#### Prompt:
Produce a word-for-word copy of the data that follows, excluding images.
BEGIN Supplied information
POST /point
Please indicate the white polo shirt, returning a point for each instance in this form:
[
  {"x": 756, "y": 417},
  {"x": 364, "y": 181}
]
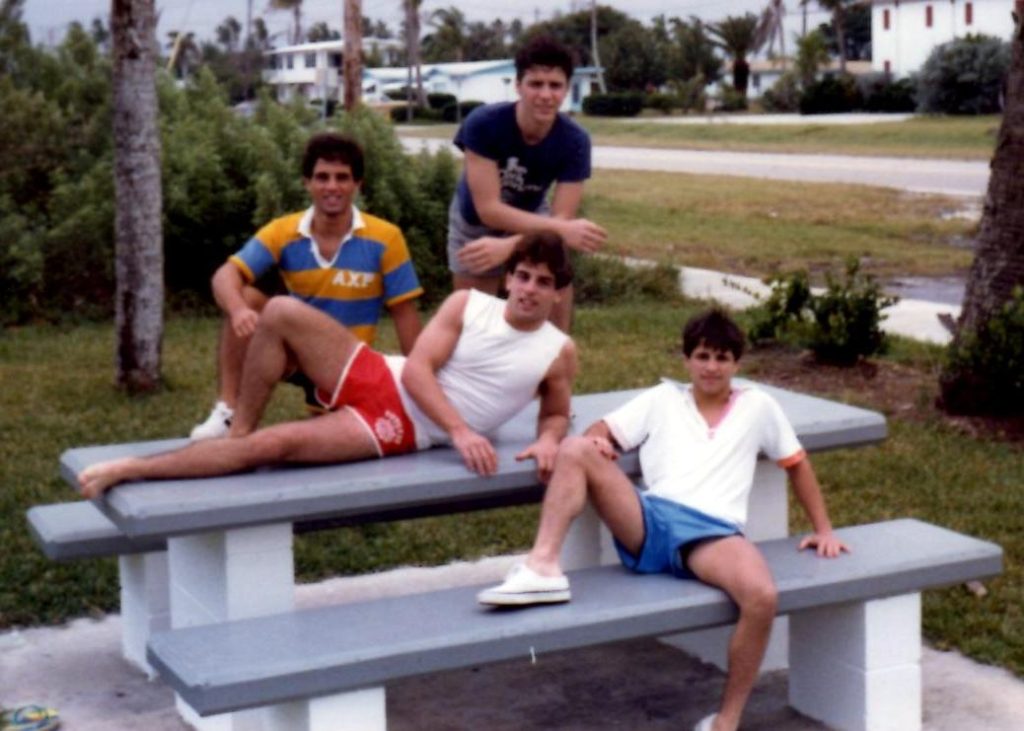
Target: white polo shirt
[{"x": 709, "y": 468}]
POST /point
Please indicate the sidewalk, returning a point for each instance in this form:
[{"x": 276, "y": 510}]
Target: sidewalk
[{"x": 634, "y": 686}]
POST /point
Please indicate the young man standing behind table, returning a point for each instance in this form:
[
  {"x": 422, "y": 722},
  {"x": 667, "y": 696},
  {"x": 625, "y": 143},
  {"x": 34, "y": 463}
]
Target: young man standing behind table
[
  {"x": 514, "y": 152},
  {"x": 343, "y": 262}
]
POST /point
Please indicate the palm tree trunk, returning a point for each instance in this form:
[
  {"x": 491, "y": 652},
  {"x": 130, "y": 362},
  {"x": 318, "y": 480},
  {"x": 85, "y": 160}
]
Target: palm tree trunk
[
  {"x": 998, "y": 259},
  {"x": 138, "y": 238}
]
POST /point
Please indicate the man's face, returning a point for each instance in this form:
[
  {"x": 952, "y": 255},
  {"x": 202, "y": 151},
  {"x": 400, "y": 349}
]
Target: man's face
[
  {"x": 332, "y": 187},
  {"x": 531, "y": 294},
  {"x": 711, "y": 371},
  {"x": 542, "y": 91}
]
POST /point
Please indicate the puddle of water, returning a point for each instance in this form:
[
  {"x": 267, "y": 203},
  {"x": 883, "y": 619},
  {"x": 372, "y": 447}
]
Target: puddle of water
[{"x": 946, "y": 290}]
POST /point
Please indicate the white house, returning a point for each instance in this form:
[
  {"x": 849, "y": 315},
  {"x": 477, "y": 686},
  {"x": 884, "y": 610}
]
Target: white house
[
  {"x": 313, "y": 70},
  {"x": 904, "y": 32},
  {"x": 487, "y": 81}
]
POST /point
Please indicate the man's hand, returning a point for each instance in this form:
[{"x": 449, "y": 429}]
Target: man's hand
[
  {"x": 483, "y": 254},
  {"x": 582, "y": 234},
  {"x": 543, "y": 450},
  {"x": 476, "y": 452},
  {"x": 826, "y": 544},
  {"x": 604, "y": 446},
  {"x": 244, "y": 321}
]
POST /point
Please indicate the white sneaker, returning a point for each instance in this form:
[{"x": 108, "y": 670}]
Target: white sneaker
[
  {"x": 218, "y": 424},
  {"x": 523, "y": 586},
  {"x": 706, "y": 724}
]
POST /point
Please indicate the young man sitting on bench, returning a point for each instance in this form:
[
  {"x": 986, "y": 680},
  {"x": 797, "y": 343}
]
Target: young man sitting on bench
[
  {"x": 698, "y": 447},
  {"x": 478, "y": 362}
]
END Supplied information
#### Written solution:
POST /point
Please indicate the white polo shirt, returning a point for each instance in this form:
[
  {"x": 756, "y": 417},
  {"x": 364, "y": 181}
]
Target: white polo shirt
[{"x": 709, "y": 468}]
POST /point
Please indicate the sidewalk, returning a point for each instance in this form:
[{"x": 276, "y": 510}]
Target: sidewalk
[{"x": 634, "y": 686}]
POST /point
Please indicate the young man standing behind table, returning a point for each instance in this form:
[
  {"x": 422, "y": 722},
  {"x": 667, "y": 696},
  {"x": 625, "y": 143},
  {"x": 34, "y": 463}
]
Target: young man standing behind table
[
  {"x": 514, "y": 152},
  {"x": 343, "y": 262}
]
POST /point
Please indicate the palm tree trunk, returning a point for each instance in this form:
[
  {"x": 491, "y": 652},
  {"x": 130, "y": 362},
  {"x": 318, "y": 480},
  {"x": 85, "y": 160}
]
Target: palm tree trunk
[
  {"x": 998, "y": 259},
  {"x": 138, "y": 238}
]
POST /point
Please indicate the man's face, returning a point for each instance in this form:
[
  {"x": 952, "y": 255},
  {"x": 202, "y": 151},
  {"x": 400, "y": 349}
]
Target: man's face
[
  {"x": 332, "y": 187},
  {"x": 531, "y": 294},
  {"x": 711, "y": 371},
  {"x": 542, "y": 91}
]
POST /point
Please indicate the puddle of water, returning a point for each instance in this form:
[
  {"x": 267, "y": 203},
  {"x": 883, "y": 619},
  {"x": 372, "y": 447}
]
Target: puddle of water
[{"x": 946, "y": 290}]
POST /point
Please indicate the white house, returning a point for each instance in this form:
[
  {"x": 849, "y": 315},
  {"x": 477, "y": 686},
  {"x": 884, "y": 610}
]
Target: white house
[
  {"x": 313, "y": 70},
  {"x": 904, "y": 32},
  {"x": 487, "y": 81}
]
POST /point
Please indicate the man's hand, returning a point for each instance in this form:
[{"x": 449, "y": 429}]
Target: man's hand
[
  {"x": 483, "y": 254},
  {"x": 582, "y": 234},
  {"x": 543, "y": 450},
  {"x": 476, "y": 452},
  {"x": 826, "y": 544},
  {"x": 604, "y": 446},
  {"x": 244, "y": 321}
]
POST /point
Please indicate the white sneaker, returning a point for each instance in this form:
[{"x": 108, "y": 670}]
Target: white sneaker
[
  {"x": 218, "y": 424},
  {"x": 523, "y": 586},
  {"x": 706, "y": 724}
]
POST /point
Please indicate the young man sitting on bench, returning a point for each instance in this form:
[
  {"x": 986, "y": 680},
  {"x": 797, "y": 343}
]
Target: young man sitting on bench
[
  {"x": 698, "y": 447},
  {"x": 478, "y": 362}
]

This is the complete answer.